-------- DATASET ENTRIES --------

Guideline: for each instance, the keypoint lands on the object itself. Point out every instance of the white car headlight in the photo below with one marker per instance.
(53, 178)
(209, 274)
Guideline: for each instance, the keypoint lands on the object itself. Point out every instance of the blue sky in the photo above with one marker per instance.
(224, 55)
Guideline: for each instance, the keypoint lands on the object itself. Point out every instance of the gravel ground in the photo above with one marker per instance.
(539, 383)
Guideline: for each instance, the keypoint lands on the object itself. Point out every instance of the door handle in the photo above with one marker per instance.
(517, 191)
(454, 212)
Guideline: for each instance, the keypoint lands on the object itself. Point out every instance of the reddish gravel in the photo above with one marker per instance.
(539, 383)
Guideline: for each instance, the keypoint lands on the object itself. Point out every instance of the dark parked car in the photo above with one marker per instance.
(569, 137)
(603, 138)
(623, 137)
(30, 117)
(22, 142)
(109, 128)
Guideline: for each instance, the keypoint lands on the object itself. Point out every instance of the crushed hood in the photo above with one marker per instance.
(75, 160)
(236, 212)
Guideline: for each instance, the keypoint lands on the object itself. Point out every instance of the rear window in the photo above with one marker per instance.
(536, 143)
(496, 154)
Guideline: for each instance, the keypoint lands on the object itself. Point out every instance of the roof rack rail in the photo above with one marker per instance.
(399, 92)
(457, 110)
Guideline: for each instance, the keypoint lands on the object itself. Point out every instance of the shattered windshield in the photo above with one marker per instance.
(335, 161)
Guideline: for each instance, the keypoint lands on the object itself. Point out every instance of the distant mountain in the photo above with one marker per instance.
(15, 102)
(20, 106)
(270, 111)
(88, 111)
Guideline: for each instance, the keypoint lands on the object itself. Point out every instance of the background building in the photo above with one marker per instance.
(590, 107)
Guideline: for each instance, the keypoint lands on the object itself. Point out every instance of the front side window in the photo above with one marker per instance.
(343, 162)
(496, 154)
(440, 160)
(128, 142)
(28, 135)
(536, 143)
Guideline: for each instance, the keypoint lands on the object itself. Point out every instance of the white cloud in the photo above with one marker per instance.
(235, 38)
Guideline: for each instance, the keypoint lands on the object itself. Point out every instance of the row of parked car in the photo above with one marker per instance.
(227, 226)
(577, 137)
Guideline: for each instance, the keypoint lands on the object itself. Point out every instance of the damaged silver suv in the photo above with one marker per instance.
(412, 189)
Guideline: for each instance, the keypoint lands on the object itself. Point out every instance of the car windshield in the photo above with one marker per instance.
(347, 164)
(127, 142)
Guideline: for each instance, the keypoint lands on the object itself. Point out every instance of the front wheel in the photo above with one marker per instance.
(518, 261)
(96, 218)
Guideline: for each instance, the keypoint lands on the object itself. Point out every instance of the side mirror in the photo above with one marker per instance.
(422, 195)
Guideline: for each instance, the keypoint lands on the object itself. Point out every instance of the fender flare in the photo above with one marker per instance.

--------

THE EXERCISE
Render the stretch of the listing above from the line containing "of the side" through the end of the listing as a JSON list of strings, one string per line, omitting any blank lines.

COMPLETE OUTPUT
[
  "Guideline: for each instance, the keypoint lands on the object itself. Point out every instance of the side mirror in the photo above with one marker per instance.",
  "(422, 195)",
  "Guideline: for each instance, the keypoint lands on the object itself. Point out every instance of the fender flare in the photo above with one marker per instance."
]